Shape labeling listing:

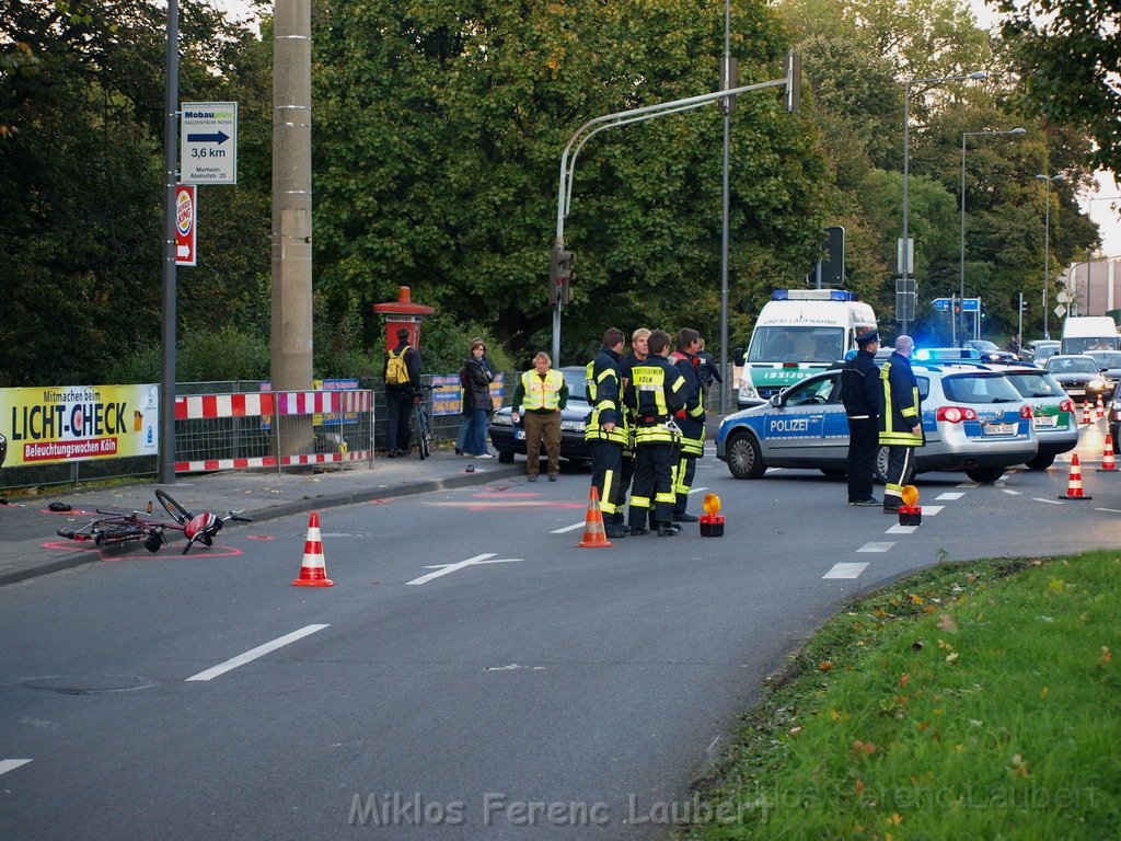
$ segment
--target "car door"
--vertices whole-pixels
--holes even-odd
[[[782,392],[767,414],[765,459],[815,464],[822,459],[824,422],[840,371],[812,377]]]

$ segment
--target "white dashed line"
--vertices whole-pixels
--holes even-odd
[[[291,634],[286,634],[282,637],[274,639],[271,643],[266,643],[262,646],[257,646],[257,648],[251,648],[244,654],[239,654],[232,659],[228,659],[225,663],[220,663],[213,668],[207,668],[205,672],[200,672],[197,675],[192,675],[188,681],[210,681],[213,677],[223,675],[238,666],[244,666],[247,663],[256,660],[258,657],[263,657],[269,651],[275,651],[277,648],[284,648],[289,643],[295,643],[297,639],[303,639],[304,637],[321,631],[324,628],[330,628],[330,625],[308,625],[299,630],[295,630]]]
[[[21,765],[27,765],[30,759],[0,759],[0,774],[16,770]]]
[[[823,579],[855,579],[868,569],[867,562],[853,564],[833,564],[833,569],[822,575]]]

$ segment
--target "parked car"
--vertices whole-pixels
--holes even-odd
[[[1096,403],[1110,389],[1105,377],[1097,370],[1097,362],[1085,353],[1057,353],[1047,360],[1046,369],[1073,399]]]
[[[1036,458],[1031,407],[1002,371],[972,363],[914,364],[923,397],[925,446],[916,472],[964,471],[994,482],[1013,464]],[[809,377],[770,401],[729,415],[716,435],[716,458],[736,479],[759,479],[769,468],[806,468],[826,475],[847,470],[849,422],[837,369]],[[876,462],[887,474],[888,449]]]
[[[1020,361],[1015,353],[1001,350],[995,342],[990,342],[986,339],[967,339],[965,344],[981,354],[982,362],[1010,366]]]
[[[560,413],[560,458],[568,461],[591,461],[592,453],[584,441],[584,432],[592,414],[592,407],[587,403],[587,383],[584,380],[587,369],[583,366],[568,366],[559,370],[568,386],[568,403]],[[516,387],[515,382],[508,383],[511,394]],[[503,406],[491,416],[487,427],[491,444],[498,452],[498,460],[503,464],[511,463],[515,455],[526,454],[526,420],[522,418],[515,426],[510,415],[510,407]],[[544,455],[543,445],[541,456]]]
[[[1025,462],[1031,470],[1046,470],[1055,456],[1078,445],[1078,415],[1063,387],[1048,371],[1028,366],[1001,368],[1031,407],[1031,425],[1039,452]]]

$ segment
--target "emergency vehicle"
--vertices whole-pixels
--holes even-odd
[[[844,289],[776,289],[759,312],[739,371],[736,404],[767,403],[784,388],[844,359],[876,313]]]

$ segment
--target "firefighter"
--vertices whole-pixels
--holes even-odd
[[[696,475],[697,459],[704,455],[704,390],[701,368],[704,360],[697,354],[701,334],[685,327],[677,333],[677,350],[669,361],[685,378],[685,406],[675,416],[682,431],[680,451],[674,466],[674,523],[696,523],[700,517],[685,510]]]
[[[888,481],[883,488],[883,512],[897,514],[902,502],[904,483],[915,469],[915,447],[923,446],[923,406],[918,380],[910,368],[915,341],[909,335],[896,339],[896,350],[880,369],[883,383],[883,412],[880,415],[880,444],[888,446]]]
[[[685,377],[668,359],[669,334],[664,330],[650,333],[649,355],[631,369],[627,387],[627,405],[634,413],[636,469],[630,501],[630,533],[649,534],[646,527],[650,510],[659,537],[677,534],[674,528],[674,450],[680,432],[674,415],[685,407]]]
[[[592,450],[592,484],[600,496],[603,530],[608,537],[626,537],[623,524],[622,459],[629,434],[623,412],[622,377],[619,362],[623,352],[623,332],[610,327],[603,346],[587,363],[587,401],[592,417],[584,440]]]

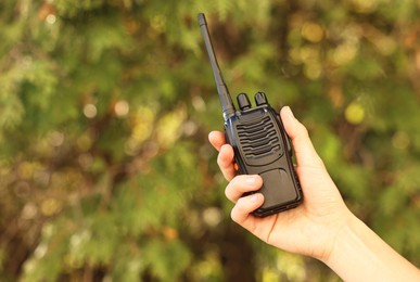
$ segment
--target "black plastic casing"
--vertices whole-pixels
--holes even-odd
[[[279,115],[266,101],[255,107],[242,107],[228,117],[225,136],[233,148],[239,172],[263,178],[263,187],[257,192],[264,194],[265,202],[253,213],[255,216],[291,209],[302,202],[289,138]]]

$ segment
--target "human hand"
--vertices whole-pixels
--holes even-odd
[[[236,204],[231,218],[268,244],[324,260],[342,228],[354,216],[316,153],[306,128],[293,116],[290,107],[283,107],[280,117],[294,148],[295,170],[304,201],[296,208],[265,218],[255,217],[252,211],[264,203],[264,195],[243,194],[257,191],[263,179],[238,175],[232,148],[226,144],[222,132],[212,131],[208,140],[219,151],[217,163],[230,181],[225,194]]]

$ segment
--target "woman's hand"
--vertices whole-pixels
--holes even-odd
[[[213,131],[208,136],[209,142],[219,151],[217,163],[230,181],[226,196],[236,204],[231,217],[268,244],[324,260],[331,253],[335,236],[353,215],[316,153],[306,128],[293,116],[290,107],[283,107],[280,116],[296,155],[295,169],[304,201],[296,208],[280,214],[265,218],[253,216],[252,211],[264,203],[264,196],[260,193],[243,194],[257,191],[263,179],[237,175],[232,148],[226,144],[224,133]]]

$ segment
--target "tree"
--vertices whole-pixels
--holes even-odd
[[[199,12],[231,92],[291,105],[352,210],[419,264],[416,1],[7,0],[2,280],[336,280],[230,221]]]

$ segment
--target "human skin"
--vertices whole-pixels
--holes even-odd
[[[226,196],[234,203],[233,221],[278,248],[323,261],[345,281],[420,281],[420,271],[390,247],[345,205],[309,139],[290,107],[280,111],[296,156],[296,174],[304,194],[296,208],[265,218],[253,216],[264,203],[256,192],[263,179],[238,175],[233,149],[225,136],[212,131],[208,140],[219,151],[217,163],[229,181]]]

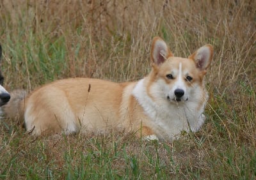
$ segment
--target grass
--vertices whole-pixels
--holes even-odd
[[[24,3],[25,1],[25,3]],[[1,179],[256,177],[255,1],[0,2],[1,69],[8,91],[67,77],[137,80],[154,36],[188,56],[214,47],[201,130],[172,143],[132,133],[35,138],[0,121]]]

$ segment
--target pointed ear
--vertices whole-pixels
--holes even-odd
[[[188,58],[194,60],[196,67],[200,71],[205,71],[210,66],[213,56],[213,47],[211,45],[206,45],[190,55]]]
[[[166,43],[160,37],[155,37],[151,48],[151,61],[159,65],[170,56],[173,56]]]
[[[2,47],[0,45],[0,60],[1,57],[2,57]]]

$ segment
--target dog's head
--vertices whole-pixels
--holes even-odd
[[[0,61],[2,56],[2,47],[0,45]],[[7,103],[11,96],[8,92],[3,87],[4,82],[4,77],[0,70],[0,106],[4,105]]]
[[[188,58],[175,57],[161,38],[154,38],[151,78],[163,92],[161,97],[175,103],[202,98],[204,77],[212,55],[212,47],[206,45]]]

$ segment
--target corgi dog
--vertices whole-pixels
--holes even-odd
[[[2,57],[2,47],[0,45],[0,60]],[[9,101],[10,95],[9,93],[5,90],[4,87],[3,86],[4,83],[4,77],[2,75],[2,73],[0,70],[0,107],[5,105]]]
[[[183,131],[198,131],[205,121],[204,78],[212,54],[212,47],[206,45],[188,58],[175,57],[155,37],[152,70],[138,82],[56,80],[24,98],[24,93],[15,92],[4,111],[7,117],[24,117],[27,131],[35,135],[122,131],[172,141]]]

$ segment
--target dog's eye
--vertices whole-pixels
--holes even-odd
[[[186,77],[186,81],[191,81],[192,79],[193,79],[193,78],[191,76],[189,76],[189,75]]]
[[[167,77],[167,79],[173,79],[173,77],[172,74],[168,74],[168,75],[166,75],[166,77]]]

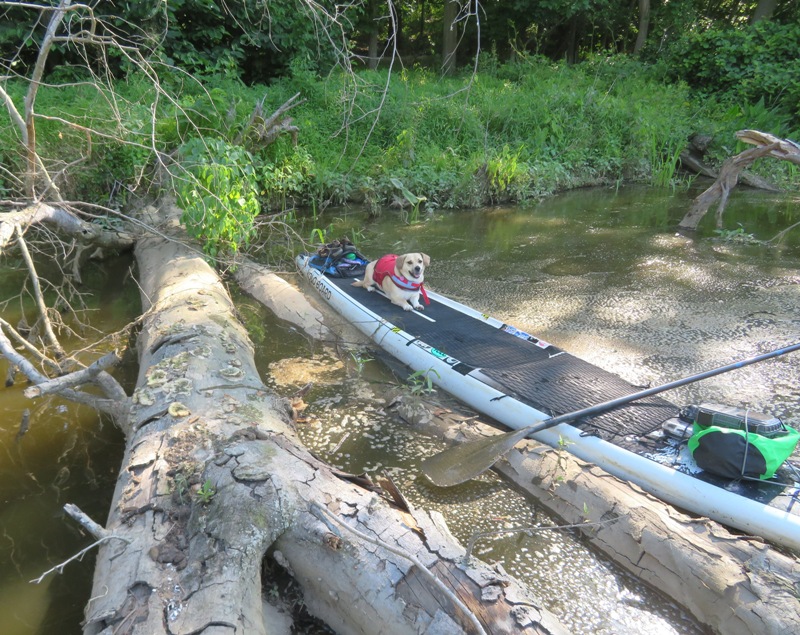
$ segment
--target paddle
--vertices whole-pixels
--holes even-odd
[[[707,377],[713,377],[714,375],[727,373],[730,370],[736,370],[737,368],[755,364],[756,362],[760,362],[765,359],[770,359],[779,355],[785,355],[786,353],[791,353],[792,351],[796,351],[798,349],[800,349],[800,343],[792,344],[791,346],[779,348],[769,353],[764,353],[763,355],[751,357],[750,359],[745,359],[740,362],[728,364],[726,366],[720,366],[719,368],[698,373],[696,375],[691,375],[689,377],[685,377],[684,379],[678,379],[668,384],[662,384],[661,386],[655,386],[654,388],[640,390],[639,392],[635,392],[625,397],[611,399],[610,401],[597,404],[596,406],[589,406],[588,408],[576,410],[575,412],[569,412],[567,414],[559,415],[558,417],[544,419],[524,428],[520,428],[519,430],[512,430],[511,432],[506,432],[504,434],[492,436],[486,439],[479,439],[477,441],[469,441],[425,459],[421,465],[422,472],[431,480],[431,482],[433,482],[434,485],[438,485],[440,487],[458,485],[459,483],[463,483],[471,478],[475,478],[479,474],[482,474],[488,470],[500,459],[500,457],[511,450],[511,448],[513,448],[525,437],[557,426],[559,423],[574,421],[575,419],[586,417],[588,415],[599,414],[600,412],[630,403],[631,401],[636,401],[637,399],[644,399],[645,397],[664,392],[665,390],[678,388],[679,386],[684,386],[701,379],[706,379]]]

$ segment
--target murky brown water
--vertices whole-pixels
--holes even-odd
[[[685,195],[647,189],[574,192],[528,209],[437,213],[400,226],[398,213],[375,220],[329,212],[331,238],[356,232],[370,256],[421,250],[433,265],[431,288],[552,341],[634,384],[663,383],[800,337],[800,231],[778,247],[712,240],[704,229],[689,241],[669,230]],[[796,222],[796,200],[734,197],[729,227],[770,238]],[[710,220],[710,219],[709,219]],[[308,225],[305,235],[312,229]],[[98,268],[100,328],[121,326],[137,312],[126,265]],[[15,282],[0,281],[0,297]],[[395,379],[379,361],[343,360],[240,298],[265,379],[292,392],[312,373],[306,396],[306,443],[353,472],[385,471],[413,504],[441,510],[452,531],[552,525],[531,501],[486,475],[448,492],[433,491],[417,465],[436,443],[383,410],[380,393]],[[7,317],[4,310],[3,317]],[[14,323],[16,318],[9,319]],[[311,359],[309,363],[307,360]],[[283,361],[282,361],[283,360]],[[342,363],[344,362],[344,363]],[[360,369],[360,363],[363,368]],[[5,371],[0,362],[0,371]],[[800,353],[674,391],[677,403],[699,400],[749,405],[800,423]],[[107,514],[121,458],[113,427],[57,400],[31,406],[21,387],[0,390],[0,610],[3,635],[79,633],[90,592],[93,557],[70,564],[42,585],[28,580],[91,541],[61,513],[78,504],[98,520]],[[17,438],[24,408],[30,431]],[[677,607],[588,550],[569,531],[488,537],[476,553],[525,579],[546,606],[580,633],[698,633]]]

**Set problem**
Show every line of the listing that contains the word "hand".

**The result**
--target "human hand"
--target "woman's hand"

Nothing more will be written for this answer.